WRITTEN INSTRUCTION —
Count the lines below that contain the string "Query", matching case exactly, and give only the number.
::::
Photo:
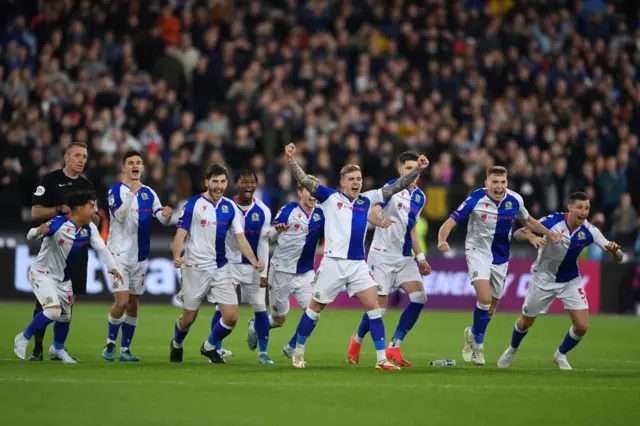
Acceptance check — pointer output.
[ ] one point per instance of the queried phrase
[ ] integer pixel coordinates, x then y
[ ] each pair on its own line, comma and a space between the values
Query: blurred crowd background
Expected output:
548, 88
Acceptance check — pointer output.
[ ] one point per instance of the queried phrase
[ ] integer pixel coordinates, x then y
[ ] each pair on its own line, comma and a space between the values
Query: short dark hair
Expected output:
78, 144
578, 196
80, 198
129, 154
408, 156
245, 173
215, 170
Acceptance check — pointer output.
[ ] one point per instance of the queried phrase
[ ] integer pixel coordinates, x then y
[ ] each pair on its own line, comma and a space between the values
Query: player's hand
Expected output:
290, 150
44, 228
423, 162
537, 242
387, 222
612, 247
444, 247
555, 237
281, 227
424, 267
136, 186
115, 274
::::
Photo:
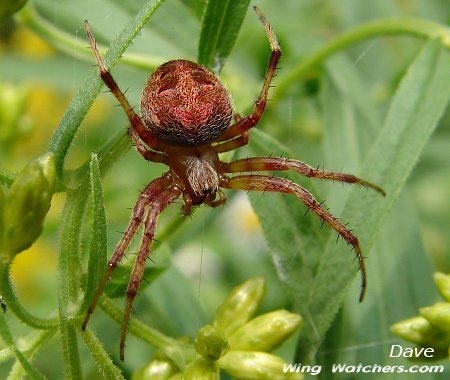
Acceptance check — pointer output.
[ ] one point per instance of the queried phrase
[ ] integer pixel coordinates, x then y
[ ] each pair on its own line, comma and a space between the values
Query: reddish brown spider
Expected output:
::::
REPLY TO THE TASK —
4